- Excerpt provided
■ ■ ■ ■ ■ ■ ■

This is my surprised face
posted by Windopaene at 4:39 PM on July 9, 2019 [5 favorites]


And yet these monsters claim to have a direct line to morality because their magic book tells them so.
posted by Nelson at 4:47 PM on July 9, 2019 [13 favorites]


Gee, no shit. Someone willing to lie about their special relationship to a fictional being is also a scumbag?

I was raised in a religious power structure where everyone knew the leaders were pedophile rapists. It was a running joke. They raped my father. They raped my friends. I got lucky. They sent my teen-aged mother off to give birth to an "unwanted" child...let her bond with it after birth...and then forced her to give it up for adoption.

I especially love the "I hate all government" folks who happily fall for the government with no checks and balances. Because Jesus/Allah/Jehovah/whatever.

"Oh but my family is really religious, and it's hard." Then fucking abandon them. Move the fuck out like every homosexual I've known had to. The God Fathers are evil and they support evil. And don't give me that "but all the charity" bullshit. That's recruiting.

Religion is the OxyContin of the masses. Feels good right up til it ruins you.

Ending rant.
posted by Abehammerb Lincoln at 4:49 PM on July 9, 2019 [53 favorites]


Every denomination has a Catholic-Church-sized reckoning coming. The more proactive ones realized this 20 years ago when the Boston Globe broke the Catholic sex abuse scandal and kept up with best practices as reforms came along and will have most of their dirty laundry from 20+ years ago. Other denominations (like the SBC) have continued to insist it's not a problem, it's just ungodly people, it could never happen here, and theirs are going to be uglier and ongoing.

■ ■ ■ ■ ■ ■ ■

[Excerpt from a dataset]
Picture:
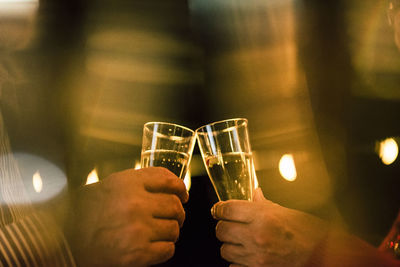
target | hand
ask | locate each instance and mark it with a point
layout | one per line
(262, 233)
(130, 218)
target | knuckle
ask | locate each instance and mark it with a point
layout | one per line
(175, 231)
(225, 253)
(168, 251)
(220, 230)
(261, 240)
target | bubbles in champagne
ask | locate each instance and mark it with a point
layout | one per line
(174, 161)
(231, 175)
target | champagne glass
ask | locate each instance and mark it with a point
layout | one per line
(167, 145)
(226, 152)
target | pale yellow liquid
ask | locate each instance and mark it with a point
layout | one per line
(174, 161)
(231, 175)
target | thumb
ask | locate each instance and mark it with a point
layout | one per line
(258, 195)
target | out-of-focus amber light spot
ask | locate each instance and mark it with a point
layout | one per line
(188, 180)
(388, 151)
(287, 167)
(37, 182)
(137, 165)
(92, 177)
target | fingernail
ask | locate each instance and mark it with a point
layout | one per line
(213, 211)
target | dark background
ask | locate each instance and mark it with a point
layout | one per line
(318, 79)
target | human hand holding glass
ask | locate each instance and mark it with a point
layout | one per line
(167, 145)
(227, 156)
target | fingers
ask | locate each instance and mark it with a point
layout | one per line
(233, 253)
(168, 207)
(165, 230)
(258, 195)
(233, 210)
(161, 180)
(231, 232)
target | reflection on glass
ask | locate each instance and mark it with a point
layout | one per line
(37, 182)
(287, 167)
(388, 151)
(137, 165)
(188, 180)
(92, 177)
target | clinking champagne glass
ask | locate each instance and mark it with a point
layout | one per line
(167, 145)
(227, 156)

■ ■ ■ ■ ■ ■ ■

- Required task
According to the final comment in the thread above, what event 20 years ago made the more proactive denominations recognize the problem?

- Full output
The Boston Globe broke the Catholic sex abuse scandal.